▸ **Task requirements**
1. Answer these questions from the science news passage, each in a few words.
(a) How far from Earth is Titan?
(b) What did the newly discovered cretaceous mammals swallow?
(c) In which state did a judge rule on the biology textbook stickers?
2. Rewrite the science news passage from "Which is something" up to and including "The Panda’s Thumb.", swapping "stickers" for "labels".
3. For each statement, say yes or no depending on whether it matches the science news passage, and quote the words that decide it.
(a) Titan's wind and rain may be made of water.
(b) The first amendment prohibits using state funds to promote religion.
(c) The judge's ruling is described as short and clear.

Highlight of the week is the landing of the Huygens probe on Titan and the amazing pictures it sent back. This is a world a billion kilometers from Earth with a surface temperature of -180°C; but whilst the wind and rain may be composed of ammonia and methane, the patterns of erosion and drainage are remarkably similar to those found here on Earth.

And back on Earth the discovery of dino-swallowing cretaceous mammals adds a new twist to our picture of the mesozoic. No longer were mammals timid creatures scurrying in the dinosaurs’ shadows. At the risk of sounding trite, that is the truly amazing thing about science, even the science of the distant past – we are always discovering new parts of the big picture.

Which is something that’s totally lost on the proponents of Intelligent Design. This, as Richard Dawkins once wrote, is how creationism has been “excitingly rebranded”. The rebranding is necessary in the USA because the first amendment prohibits using state funds to promote religion, so teaching creationism is banned in state schools. A judge in Georgia has ruled that the addition of stickers stating that evolution is ‘just a theory’ to biology textbooks is religiously motivated and hence illegal. The judge’s ruling is somewhat rambling and no doubt there will be interminable appeals, but this is a blow to the ID movements ‘wedge strategy’ of sneaking creationism into schools via the back door. Read more at The Panda’s Thumb.

▸ **Records**
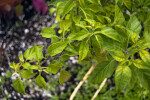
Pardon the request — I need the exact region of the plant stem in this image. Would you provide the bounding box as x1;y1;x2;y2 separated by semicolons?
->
69;63;96;100
91;78;107;100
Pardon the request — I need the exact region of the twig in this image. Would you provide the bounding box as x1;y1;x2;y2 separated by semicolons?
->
91;78;107;100
69;63;96;100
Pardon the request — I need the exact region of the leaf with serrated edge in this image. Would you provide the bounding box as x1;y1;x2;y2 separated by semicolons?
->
79;41;89;62
115;65;132;92
40;27;57;38
35;75;46;89
13;79;26;94
59;69;71;84
47;42;67;56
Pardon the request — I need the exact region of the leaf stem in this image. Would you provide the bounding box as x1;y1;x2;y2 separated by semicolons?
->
69;63;96;100
91;78;107;100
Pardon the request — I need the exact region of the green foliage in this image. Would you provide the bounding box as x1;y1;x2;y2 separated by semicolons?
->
13;79;26;94
35;75;46;89
10;0;150;98
59;69;71;84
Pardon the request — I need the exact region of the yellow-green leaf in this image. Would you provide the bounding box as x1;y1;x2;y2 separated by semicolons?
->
35;75;46;89
47;42;67;56
79;41;89;62
13;79;26;94
59;69;71;84
115;65;132;92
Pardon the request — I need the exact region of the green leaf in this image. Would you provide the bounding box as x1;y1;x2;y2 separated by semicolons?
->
127;14;142;34
21;70;36;79
48;0;66;6
47;42;67;56
134;68;150;89
90;35;103;48
102;36;124;51
94;35;103;48
13;79;26;94
47;61;62;74
84;19;96;27
68;30;89;41
65;45;78;55
62;0;75;18
22;62;39;70
122;0;131;10
115;65;132;92
140;50;150;64
34;46;44;62
60;20;72;31
79;41;89;62
40;27;57;38
9;62;15;69
72;15;81;24
100;27;121;42
24;47;35;60
114;5;125;25
59;69;71;84
90;60;116;83
35;75;46;89
133;59;150;69
19;54;24;62
109;51;125;62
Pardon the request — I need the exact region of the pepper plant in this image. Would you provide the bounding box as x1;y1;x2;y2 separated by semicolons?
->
10;0;150;100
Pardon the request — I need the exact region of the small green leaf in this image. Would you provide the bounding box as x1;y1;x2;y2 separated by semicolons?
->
140;50;150;64
109;51;125;62
22;62;31;69
59;69;71;84
114;5;125;25
48;0;66;6
127;14;142;34
94;35;103;48
40;27;57;38
102;36;124;51
62;0;75;18
123;0;131;10
24;47;35;60
100;27;121;42
9;62;15;69
68;30;89;41
47;42;67;56
34;46;44;62
22;62;39;70
13;79;26;94
19;54;24;62
115;65;132;92
73;15;81;24
133;59;150;69
65;46;78;55
47;61;62;74
79;41;89;62
60;20;72;31
21;70;36;79
90;60;116;83
35;75;46;89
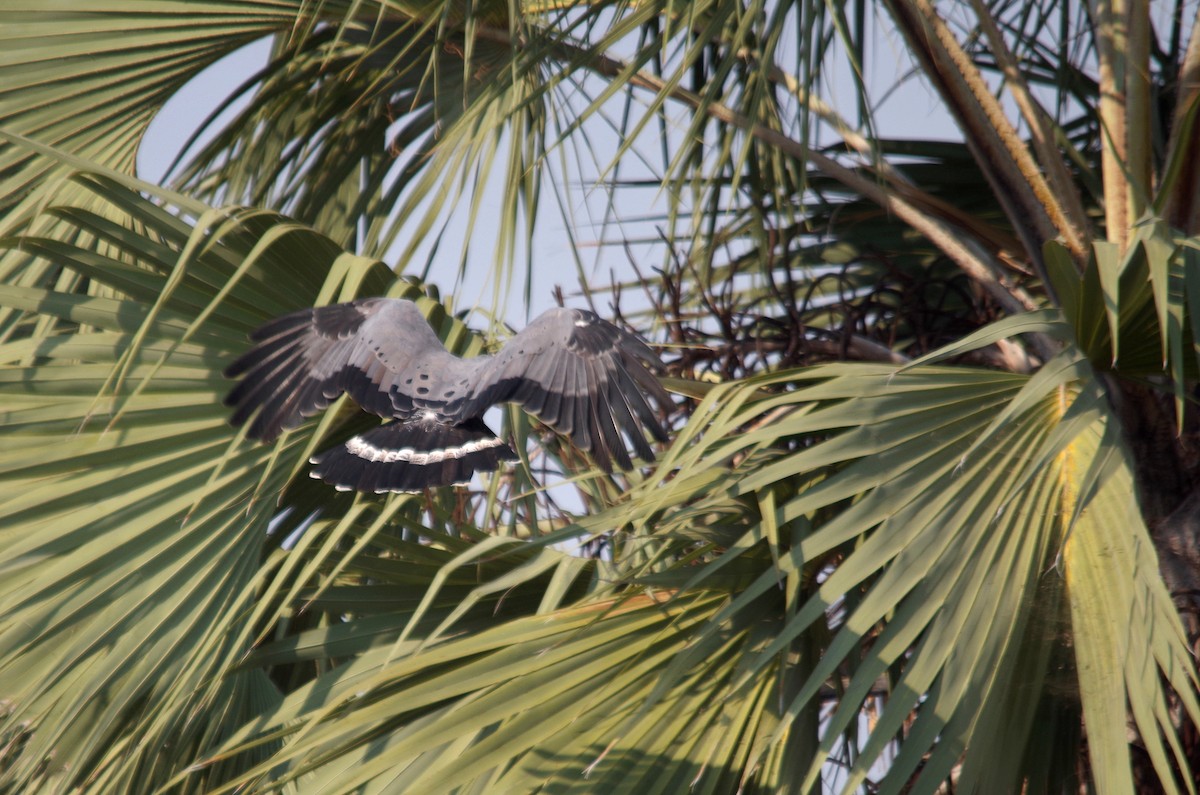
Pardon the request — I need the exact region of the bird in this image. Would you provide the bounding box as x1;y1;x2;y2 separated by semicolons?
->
224;298;673;494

▸ **Written responses**
1.
(a) A billion kilometers
(b) Dinosaurs
(c) Georgia

2.
Which is something that’s totally lost on the proponents of Intelligent Design. This, as Richard Dawkins once wrote, is how creationism has been “excitingly rebranded”. The rebranding is necessary in the USA because the first amendment prohibits using state funds to promote religion, so teaching creationism is banned in state schools. A judge in Georgia has ruled that the addition of labels stating that evolution is ‘just a theory’ to biology textbooks is religiously motivated and hence illegal. The judge’s ruling is somewhat rambling and no doubt there will be interminable appeals, but this is a blow to the ID movements ‘wedge strategy’ of sneaking creationism into schools via the back door. Read more at The Panda’s Thumb.

3.
(a) No: "the wind and rain may be composed of ammonia and methane"
(b) Yes: "the first amendment prohibits using state funds to promote religion"
(c) No: "The judge’s ruling is somewhat rambling"